╭─ Records to process

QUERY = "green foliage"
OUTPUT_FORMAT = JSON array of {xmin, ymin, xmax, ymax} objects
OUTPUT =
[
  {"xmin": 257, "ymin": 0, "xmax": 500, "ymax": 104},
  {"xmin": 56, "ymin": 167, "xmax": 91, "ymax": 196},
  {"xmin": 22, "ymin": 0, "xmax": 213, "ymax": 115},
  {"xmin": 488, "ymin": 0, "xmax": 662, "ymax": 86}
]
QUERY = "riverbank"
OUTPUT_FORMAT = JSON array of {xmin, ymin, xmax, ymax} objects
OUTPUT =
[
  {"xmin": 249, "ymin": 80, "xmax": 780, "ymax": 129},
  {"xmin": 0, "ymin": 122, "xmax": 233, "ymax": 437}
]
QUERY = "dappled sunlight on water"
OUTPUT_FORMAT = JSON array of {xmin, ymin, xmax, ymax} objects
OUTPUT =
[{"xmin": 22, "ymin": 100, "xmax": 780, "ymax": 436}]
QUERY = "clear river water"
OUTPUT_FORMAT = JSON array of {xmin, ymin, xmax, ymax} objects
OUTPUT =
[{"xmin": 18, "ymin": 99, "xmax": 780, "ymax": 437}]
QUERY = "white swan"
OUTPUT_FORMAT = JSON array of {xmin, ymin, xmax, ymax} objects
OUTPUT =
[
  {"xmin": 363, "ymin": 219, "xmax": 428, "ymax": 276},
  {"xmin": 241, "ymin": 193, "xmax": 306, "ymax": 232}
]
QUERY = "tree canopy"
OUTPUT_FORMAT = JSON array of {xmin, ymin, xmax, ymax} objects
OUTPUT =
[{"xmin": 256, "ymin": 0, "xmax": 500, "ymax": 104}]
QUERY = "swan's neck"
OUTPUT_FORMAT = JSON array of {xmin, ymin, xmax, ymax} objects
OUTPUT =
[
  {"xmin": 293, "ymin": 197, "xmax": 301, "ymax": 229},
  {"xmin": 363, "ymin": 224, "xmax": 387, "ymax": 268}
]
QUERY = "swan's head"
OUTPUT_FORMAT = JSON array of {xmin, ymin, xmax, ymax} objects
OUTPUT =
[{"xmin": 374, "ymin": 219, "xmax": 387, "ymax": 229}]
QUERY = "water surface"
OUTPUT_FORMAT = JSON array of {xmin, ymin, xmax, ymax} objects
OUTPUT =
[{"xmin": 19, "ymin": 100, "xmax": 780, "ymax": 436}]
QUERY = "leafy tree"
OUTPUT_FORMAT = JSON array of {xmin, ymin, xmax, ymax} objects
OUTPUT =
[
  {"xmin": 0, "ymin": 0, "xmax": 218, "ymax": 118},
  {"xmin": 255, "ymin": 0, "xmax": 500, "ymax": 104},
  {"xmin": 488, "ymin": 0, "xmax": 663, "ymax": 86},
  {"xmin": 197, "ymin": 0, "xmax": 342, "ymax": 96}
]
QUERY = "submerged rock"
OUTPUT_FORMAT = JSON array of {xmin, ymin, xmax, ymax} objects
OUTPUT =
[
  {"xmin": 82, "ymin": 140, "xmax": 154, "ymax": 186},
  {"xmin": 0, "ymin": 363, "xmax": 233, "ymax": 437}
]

╰─

Written exercise –
Pick out each line of the material above that contains the string "QUERY", matching case exactly, and copy those lines out in full.

Solved exercise –
QUERY = "green foliage"
QUERY = "riverbank"
QUERY = "dappled sunlight on water"
QUERY = "clear river water"
QUERY = "white swan"
QUERY = "tree canopy"
QUERY = "swan's neck"
QUERY = "swan's head"
QUERY = "water surface"
QUERY = "leafy tree"
QUERY = "submerged rock"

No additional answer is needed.